[start Dataset]

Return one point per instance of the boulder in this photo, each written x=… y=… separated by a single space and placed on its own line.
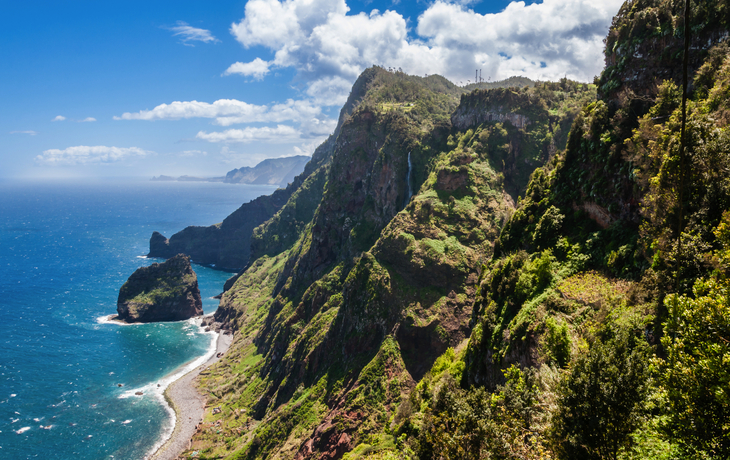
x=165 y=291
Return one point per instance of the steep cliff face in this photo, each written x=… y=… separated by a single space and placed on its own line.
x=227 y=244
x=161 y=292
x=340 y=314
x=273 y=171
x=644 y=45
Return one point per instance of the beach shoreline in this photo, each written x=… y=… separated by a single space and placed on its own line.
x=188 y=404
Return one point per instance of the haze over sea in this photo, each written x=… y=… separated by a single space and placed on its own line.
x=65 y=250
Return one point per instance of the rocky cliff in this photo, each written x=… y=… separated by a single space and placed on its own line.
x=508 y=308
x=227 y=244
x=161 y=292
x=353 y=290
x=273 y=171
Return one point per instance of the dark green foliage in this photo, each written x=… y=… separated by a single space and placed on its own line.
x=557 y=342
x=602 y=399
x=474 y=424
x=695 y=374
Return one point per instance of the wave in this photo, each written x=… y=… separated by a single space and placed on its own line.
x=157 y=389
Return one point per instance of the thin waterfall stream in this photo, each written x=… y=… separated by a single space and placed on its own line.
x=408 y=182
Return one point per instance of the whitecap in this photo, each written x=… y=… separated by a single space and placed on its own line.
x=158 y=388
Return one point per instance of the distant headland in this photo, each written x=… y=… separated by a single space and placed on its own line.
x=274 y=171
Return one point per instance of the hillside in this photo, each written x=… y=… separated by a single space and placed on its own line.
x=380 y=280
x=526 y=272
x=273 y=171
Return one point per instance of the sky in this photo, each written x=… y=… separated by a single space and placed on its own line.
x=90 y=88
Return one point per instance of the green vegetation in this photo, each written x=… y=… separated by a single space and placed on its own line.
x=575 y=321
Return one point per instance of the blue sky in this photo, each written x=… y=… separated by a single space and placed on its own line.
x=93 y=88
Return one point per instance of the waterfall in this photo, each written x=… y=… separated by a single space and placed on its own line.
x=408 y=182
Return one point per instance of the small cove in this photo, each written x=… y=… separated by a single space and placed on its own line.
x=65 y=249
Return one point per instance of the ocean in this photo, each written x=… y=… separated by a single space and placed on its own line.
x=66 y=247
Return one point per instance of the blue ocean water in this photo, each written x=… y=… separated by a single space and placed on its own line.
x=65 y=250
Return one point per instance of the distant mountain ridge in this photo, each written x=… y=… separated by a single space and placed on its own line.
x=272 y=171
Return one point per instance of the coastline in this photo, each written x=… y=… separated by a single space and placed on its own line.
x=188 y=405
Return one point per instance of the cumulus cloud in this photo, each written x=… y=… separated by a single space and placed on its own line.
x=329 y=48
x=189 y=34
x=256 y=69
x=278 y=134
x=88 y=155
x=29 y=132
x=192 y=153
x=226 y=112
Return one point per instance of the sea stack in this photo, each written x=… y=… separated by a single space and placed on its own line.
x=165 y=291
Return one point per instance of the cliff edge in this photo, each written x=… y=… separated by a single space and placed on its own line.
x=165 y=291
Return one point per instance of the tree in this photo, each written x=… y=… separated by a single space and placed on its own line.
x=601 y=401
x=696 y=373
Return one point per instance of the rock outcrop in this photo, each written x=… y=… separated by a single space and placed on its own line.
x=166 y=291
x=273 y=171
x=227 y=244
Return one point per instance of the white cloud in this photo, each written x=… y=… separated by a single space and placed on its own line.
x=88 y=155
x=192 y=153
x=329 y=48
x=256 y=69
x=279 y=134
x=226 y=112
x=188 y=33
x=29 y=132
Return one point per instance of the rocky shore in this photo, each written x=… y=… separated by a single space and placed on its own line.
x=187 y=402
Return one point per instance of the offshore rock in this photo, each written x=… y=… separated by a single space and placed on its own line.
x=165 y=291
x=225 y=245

[end Dataset]

Given problem: Reproduce every line precisely as given, omitting all pictures.

Solution to the problem:
Return one point per instance of the boulder in this photo, each written x=… y=… separated by a single space and placed on its own line.
x=165 y=291
Return one point per instance of the steep cliff face in this photo, each written x=… y=… separated by a single space and placed on its own line.
x=227 y=244
x=161 y=292
x=340 y=314
x=273 y=171
x=644 y=45
Return one point per instance of the beach shoreline in this photo, each written x=… y=… separated by a single space and placed on its own line.
x=188 y=404
Return one point per instance of the haze over sea in this photo, each written x=… y=… separated by a single space and placed on its own line.
x=65 y=250
Return one point per instance of the rocky cliff in this photo, each written x=… y=… separated by a single space and placed on its own line.
x=508 y=308
x=227 y=244
x=161 y=292
x=353 y=290
x=273 y=171
Return one point per instance of the dark green foliage in this photo, each written x=… y=… separated by a single space and placed on its own line.
x=557 y=342
x=602 y=399
x=474 y=424
x=695 y=374
Return one point per instance of the wave in this photo, each written x=… y=… separated by a single space and placed on its own line.
x=157 y=389
Return one point per instance of the thin waterfall stream in this photo, each written x=… y=… separated by a single space and placed on its own line.
x=408 y=182
Return one point per instance of the whitecap in this photo, each written x=… y=… separated by a single space and placed on its own line.
x=158 y=388
Return one point per instance of the distant headland in this photo, each written x=… y=… separated by a single space and placed on its own line.
x=274 y=171
Return one point per instance of the hillside in this photo, each written x=… y=… separated by a single space and placed on its own line.
x=380 y=280
x=526 y=272
x=273 y=171
Return one point per instance of the sky in this photo, each written x=… y=… separated by a single space and placed on its own line.
x=90 y=88
Return one point per instance of the green vegetation in this photo, each written x=… y=… separated by a single space and placed on its own line.
x=575 y=321
Return one point per instance of the blue sky in this photo, each written x=… y=… separated by a single space and placed on its own line.
x=93 y=88
Return one point per instance of the waterfall in this photo, each written x=… y=… separated by a single space and placed on its own line.
x=408 y=182
Return one point per instance of the small cove in this photo, each written x=… y=… separated by a single space and placed on its own line.
x=65 y=249
Return one point per instance of the ocean in this photo, each written x=… y=… separated by a single space and placed on its own line.
x=66 y=247
Return one point per instance of the blue ocean water in this photo, each written x=… y=… separated by a single space and placed on its own line.
x=65 y=250
Return one point per instance of the distant mountain ridge in this photo, each written x=… y=… separated by a single space and placed on its own line.
x=272 y=171
Return one point per instance of the coastline in this photo, each written x=… y=… separated by a single space and placed on its own line.
x=188 y=405
Return one point per instance of the cumulus cloud in this photo, each written x=… y=… separated by a single space and placed on its own line.
x=329 y=48
x=189 y=34
x=256 y=69
x=278 y=134
x=88 y=155
x=29 y=132
x=192 y=153
x=226 y=112
Return one point per instance of the sea stack in this photo, each written x=… y=… separated by a single space and placed on its own line.
x=165 y=291
Return one point per instance of the cliff edge in this photo, each written x=… y=… separated by a single space and placed on its own line.
x=165 y=291
Return one point per instance of the tree in this photo, each written x=… y=… separated by a single space and placed on its own line.
x=601 y=401
x=696 y=373
Return one point per instance of the rock outcrop in this photo, each written x=… y=… separated by a single space and placed on its own line.
x=166 y=291
x=273 y=171
x=227 y=244
Return one point per instance of the white cloud in this photo, each written x=… y=… separated by a single space and placed on its own line.
x=88 y=155
x=192 y=153
x=329 y=48
x=256 y=69
x=279 y=134
x=226 y=112
x=188 y=33
x=29 y=132
Return one point per instance of the rocky shore in this photo, each written x=… y=… separated by a single space and placed on its own line.
x=187 y=402
Return one point per instance of the offshore rock in this photo, each written x=… y=… separated by a single space and placed on its own line.
x=165 y=291
x=225 y=245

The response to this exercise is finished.